====== Supplied records
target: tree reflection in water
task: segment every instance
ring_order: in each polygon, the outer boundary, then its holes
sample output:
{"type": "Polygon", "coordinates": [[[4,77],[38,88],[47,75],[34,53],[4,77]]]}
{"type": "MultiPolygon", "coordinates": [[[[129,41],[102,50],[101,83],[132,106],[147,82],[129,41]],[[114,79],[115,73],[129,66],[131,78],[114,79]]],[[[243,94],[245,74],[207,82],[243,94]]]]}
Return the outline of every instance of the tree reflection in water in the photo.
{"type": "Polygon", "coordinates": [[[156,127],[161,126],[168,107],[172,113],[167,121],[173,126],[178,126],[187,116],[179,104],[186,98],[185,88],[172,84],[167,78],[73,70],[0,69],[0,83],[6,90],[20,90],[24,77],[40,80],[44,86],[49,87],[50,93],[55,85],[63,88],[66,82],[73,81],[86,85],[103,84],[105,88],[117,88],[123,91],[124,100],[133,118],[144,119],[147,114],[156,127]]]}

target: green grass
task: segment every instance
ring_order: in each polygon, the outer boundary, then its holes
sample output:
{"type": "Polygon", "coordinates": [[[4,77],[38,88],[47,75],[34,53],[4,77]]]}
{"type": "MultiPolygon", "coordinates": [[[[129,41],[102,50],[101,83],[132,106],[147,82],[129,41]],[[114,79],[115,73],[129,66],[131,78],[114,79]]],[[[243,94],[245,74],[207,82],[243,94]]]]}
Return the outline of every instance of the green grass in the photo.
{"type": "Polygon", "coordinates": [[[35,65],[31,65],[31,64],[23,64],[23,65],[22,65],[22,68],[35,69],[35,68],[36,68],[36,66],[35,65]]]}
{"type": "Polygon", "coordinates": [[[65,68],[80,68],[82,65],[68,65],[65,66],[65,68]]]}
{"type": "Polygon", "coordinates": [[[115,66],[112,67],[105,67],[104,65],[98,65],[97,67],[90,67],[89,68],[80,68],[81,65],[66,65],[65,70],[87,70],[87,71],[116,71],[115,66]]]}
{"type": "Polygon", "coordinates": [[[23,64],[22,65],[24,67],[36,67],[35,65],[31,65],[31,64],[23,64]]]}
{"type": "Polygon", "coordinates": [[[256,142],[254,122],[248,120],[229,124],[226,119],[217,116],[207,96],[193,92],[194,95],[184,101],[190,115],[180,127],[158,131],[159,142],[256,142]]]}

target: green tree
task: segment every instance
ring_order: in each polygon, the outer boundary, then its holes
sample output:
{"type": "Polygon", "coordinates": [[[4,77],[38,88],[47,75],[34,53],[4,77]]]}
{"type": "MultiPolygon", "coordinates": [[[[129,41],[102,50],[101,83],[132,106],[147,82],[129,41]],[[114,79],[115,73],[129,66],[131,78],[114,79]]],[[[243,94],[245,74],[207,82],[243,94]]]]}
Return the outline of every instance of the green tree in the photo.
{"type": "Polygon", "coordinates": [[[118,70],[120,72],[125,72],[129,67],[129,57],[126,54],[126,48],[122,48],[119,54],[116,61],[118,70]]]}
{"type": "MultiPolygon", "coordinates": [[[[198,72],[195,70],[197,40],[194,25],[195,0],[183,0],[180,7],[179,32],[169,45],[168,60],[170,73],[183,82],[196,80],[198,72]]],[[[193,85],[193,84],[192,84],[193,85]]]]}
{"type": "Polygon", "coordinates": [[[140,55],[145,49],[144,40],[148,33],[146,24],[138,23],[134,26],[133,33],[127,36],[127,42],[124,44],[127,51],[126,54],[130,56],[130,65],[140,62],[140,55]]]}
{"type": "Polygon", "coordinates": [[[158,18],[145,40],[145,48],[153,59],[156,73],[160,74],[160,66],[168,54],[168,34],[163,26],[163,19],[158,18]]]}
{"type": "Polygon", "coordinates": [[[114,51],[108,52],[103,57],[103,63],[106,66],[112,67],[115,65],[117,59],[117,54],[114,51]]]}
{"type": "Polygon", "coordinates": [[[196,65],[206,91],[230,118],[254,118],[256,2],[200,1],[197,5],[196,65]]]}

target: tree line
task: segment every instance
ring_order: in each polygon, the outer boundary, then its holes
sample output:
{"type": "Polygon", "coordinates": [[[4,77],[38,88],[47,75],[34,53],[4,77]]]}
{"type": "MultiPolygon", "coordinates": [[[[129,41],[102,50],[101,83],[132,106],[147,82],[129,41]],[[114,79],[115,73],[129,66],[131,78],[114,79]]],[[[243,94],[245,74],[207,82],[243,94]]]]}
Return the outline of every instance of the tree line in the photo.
============
====== Supplied records
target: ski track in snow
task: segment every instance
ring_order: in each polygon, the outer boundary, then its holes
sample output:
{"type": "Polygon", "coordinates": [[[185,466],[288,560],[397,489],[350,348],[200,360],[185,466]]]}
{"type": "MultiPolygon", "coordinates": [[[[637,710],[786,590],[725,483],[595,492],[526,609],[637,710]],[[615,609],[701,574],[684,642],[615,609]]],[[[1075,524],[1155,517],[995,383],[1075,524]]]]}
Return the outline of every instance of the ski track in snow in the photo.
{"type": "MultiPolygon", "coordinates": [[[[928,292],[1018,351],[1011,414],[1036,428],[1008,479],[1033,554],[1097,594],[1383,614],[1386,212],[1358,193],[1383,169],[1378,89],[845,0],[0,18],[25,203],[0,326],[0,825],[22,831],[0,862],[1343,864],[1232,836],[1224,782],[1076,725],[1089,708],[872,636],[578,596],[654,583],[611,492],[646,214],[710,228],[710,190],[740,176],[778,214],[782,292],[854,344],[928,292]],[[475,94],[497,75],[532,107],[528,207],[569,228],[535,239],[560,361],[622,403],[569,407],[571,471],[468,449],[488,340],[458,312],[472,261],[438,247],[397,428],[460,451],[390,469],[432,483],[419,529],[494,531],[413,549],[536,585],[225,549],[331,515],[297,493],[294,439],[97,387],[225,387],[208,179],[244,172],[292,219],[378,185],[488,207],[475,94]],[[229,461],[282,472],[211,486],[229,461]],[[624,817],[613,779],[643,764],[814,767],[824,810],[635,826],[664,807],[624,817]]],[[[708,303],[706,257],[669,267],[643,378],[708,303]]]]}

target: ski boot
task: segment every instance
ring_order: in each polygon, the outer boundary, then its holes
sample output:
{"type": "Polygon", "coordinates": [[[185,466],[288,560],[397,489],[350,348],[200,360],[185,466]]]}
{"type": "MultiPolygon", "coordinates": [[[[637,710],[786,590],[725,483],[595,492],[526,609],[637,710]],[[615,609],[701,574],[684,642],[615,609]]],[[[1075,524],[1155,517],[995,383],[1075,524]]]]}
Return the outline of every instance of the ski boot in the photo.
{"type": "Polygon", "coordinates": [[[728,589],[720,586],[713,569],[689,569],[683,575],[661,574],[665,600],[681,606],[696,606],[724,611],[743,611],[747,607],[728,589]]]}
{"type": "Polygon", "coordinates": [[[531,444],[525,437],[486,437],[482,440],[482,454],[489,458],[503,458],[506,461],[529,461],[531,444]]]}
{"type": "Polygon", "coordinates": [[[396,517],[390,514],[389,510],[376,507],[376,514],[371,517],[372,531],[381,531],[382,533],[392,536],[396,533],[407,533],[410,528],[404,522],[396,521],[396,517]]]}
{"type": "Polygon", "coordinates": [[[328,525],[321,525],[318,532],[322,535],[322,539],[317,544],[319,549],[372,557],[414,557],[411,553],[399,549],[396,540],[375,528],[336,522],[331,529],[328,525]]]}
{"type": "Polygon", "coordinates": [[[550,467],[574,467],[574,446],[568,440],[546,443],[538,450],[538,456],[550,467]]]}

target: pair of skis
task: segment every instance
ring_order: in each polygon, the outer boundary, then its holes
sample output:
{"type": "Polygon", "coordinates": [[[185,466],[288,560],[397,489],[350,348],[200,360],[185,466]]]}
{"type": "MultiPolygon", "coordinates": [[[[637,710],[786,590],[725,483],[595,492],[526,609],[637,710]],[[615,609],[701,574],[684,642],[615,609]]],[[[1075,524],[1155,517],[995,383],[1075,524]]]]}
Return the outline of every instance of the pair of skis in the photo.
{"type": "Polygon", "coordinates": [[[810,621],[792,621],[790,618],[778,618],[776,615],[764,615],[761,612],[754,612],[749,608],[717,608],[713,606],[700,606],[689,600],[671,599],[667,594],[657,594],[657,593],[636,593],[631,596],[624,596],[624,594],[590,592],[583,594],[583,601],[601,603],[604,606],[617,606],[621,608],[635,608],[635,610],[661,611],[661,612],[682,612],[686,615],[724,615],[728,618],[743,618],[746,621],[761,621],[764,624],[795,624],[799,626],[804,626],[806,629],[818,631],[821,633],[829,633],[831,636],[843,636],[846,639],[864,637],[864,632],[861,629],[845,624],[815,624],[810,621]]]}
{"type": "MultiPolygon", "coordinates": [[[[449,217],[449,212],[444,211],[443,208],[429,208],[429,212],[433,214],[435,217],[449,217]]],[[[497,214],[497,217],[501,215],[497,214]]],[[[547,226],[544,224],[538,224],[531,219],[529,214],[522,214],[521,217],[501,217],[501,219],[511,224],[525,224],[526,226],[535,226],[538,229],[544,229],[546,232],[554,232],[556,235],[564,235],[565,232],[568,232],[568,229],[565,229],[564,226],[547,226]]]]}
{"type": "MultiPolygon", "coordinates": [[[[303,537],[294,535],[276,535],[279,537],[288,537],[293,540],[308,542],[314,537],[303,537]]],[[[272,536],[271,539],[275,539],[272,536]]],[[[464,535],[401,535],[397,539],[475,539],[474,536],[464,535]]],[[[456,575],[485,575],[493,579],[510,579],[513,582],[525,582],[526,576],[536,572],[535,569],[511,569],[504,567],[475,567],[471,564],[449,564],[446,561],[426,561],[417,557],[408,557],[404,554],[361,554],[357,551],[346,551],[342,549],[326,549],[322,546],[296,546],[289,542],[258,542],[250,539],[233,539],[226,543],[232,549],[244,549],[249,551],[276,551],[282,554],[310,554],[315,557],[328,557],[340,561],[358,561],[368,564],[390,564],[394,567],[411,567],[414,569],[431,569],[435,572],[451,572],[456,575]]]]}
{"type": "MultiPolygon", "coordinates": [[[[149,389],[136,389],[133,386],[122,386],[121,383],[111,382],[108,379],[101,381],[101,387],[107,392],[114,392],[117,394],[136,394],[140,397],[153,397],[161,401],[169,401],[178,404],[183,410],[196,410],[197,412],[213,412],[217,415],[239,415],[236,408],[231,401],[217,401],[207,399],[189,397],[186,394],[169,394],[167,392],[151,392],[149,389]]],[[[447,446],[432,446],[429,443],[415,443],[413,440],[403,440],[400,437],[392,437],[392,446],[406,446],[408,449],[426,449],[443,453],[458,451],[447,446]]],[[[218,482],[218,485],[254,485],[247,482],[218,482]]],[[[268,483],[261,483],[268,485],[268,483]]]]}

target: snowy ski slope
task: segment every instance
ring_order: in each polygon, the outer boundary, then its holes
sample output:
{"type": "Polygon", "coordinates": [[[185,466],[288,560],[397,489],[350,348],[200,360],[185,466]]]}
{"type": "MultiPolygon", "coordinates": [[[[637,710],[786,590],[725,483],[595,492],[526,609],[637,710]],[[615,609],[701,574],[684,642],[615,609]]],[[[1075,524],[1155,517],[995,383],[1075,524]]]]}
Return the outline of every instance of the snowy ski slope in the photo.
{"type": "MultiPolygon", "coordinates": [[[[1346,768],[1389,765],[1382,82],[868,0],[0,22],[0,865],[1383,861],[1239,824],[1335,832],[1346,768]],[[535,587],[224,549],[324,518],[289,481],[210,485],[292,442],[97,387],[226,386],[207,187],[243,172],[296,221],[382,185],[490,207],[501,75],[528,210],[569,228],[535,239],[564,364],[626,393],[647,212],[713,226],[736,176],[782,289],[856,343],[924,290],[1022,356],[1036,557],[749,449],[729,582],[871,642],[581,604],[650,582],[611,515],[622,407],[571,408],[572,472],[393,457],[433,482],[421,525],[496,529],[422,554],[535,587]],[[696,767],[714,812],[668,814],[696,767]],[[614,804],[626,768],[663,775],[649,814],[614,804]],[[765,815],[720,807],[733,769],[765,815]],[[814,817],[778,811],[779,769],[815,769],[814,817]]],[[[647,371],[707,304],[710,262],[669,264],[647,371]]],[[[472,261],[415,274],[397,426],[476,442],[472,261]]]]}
============
§ Work instructions:
Please copy the rows between the line containing "target: pair of skis" and the line containing "Return the outline of every instance of the pair", inclusive, reproducing them exactly.

§ Task solution:
target: pair of skis
task: segment every instance
ring_order: in each polygon, the outer boundary, then its holes
sample output:
{"type": "Polygon", "coordinates": [[[185,466],[288,560],[397,489],[350,348],[200,360],[185,466]]]}
{"type": "MultiPolygon", "coordinates": [[[[637,710],[786,590],[725,483],[595,492],[526,609],[637,710]],[[615,609],[701,574],[684,642],[615,609]]],[[[1075,524],[1155,517],[995,383],[1075,524]]]]}
Return the outline of every instance of the pair of skis in the photo.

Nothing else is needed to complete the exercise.